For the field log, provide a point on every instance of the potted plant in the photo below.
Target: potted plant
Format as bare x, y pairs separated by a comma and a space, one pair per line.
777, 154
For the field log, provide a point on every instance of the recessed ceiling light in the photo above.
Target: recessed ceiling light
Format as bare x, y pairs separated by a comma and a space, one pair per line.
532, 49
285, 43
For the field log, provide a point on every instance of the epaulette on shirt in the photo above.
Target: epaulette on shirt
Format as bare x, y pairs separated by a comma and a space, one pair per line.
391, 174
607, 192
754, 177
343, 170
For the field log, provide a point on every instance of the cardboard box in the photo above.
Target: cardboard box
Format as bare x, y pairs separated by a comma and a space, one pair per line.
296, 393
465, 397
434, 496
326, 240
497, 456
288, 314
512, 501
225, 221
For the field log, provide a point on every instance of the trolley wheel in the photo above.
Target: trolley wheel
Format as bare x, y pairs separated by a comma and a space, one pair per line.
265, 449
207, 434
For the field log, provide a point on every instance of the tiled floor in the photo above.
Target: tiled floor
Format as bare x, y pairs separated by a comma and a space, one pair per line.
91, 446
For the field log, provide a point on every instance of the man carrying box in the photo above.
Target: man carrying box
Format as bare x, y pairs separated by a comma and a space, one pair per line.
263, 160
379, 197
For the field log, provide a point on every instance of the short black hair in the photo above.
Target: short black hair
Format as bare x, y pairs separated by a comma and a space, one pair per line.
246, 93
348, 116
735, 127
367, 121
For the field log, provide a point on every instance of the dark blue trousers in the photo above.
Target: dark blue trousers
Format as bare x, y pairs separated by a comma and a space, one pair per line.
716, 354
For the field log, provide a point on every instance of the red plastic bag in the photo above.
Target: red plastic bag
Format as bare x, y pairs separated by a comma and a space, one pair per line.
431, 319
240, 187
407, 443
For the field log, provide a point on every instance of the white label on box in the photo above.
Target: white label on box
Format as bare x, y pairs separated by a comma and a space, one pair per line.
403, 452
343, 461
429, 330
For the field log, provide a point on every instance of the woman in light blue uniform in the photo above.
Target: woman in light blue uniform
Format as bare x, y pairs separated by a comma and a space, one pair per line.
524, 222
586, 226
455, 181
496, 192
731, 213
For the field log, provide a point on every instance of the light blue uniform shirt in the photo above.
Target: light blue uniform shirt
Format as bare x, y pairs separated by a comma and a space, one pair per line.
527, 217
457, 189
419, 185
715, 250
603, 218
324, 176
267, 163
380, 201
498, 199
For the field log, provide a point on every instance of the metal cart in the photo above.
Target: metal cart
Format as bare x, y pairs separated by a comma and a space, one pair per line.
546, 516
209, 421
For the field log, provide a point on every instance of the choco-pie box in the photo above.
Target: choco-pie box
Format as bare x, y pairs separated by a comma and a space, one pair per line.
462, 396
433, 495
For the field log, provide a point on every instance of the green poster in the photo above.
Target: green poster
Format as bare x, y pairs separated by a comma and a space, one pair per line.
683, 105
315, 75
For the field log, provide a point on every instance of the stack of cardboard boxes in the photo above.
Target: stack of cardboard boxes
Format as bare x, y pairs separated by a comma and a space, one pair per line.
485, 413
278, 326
┄┄┄┄┄┄┄┄┄┄
_Goal of the exercise_
The expected answer is an exact copy of the lines above, beginning at the line with "light in the photo above." and ending at the line with "Target: epaulette on shirt", with both ends in.

_Task output_
For the field log, provide a point on every instance of the recessed ceiling light in the photo above.
Target: recessed ceiling light
Format as bare x, y pairs separated by a comma and a space, one pair per line.
532, 49
285, 43
For the field log, provide a point on every instance of the epaulette on shirt in the photo above.
Target: epaulette on shirt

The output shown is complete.